Please repeat everything in the records below from the line containing "Where can the shrub" down to the line containing "[[144, 299]]", both lines included, and nothing else.

▶ [Data shown]:
-- -- --

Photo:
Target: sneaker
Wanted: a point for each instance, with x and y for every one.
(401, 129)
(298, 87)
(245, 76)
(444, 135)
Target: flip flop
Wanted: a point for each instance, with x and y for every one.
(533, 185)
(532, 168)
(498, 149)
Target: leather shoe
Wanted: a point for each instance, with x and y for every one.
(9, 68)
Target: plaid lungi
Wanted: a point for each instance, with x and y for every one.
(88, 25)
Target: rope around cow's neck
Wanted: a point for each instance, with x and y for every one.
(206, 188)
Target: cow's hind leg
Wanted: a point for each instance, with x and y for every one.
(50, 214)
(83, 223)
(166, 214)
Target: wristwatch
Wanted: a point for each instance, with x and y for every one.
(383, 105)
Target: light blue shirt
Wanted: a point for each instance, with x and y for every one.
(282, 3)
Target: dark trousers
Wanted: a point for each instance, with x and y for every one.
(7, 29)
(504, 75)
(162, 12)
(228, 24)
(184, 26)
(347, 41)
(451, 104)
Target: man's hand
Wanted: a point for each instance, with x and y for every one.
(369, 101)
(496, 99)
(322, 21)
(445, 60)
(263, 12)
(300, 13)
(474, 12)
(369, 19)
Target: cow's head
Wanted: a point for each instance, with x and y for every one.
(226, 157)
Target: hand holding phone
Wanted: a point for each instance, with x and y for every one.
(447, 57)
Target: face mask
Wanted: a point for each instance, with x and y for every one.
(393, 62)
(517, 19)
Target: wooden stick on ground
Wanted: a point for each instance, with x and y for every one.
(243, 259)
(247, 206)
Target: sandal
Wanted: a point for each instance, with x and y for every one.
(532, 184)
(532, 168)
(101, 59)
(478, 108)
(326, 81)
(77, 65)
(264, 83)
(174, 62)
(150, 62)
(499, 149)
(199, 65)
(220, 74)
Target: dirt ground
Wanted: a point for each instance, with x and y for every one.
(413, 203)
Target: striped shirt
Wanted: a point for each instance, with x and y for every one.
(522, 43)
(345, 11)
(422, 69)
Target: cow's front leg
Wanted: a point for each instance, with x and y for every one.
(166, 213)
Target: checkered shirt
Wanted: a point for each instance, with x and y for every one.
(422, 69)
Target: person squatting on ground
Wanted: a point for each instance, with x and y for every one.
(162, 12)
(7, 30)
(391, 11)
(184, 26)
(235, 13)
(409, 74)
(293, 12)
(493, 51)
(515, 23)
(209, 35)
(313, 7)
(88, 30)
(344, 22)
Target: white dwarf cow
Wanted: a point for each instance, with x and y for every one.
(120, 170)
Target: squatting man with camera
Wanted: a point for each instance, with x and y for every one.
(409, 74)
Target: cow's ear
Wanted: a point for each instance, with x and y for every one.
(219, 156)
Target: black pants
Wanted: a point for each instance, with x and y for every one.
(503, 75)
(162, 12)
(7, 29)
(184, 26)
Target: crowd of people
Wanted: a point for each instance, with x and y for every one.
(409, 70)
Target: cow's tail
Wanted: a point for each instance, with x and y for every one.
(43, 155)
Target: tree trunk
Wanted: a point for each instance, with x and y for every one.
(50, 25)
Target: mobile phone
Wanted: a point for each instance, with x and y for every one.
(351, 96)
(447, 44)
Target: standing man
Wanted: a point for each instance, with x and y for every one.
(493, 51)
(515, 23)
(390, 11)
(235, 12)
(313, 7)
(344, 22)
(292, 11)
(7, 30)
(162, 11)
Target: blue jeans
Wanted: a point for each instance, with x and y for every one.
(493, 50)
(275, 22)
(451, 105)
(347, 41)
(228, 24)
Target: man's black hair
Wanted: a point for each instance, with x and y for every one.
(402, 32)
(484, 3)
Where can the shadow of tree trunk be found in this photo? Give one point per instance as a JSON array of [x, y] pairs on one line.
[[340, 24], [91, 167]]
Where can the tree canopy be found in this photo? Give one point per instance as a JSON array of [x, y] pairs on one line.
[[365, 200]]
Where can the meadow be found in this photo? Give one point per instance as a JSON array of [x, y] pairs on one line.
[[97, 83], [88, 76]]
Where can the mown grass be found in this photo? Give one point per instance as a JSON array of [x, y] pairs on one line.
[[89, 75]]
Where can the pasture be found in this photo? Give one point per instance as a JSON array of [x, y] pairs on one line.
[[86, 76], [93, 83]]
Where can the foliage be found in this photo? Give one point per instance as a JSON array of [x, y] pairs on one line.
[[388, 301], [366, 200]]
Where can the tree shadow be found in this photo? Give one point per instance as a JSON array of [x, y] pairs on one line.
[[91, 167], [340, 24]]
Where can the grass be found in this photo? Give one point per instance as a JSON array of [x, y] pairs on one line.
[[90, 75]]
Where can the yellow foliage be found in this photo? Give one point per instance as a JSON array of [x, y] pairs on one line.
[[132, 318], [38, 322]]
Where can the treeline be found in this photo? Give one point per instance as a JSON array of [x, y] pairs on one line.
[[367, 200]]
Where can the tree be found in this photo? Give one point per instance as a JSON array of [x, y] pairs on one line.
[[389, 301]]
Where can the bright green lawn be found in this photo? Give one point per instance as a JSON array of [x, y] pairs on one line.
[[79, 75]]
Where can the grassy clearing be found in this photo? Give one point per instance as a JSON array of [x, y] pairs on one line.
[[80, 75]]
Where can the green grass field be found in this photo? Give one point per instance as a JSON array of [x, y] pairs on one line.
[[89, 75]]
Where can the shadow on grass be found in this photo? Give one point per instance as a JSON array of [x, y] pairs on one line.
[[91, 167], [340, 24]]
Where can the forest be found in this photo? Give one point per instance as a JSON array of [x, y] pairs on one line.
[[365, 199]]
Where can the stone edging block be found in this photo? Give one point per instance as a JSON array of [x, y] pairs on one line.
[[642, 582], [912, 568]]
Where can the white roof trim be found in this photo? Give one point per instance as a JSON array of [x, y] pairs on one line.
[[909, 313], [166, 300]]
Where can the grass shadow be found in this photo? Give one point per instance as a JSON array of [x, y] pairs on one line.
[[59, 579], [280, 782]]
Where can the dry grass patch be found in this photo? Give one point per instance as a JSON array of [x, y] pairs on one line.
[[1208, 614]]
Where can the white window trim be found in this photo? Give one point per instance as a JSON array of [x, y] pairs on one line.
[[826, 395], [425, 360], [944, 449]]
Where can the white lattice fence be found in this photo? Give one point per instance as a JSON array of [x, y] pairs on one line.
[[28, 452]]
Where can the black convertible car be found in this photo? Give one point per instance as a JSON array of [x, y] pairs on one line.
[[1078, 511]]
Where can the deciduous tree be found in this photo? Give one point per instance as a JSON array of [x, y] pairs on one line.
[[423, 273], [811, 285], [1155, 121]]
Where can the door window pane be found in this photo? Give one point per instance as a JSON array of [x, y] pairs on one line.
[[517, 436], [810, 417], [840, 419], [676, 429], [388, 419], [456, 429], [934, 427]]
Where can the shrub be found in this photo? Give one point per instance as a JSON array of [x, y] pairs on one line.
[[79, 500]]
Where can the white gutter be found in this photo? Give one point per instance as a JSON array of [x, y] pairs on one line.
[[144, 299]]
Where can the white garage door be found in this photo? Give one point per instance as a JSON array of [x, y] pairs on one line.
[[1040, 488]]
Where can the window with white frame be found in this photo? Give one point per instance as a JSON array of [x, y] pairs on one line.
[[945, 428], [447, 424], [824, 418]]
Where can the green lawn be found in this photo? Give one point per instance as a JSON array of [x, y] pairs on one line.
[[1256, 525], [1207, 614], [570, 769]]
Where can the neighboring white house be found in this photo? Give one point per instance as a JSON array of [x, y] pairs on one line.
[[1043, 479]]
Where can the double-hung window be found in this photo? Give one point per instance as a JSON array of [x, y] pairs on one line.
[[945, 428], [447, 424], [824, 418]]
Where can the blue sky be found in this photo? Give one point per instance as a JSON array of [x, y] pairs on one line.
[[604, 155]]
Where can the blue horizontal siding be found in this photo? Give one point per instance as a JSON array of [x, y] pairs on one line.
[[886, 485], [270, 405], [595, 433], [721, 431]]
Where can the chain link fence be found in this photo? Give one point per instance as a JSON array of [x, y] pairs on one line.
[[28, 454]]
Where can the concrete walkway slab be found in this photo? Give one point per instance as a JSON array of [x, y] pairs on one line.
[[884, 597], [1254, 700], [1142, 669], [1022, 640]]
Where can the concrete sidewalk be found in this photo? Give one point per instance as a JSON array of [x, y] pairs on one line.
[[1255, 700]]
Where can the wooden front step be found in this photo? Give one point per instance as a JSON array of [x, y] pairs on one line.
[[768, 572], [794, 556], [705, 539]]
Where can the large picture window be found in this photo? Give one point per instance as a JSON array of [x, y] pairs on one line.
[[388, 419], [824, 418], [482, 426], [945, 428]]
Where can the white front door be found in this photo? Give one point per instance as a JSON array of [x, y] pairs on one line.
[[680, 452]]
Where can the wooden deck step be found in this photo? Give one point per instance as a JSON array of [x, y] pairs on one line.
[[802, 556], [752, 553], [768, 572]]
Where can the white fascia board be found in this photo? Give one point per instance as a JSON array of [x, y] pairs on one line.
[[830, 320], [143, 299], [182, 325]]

-- -- --

▶ [Task solution]:
Where can the shrub be found in this photo? Give one point per instance as a JSON array of [x, y] pairs on one line.
[[79, 500]]
Where can the white gutter be found in this photo? Give one point per instance as a JSON array of [x, y] pairs on one line.
[[144, 299]]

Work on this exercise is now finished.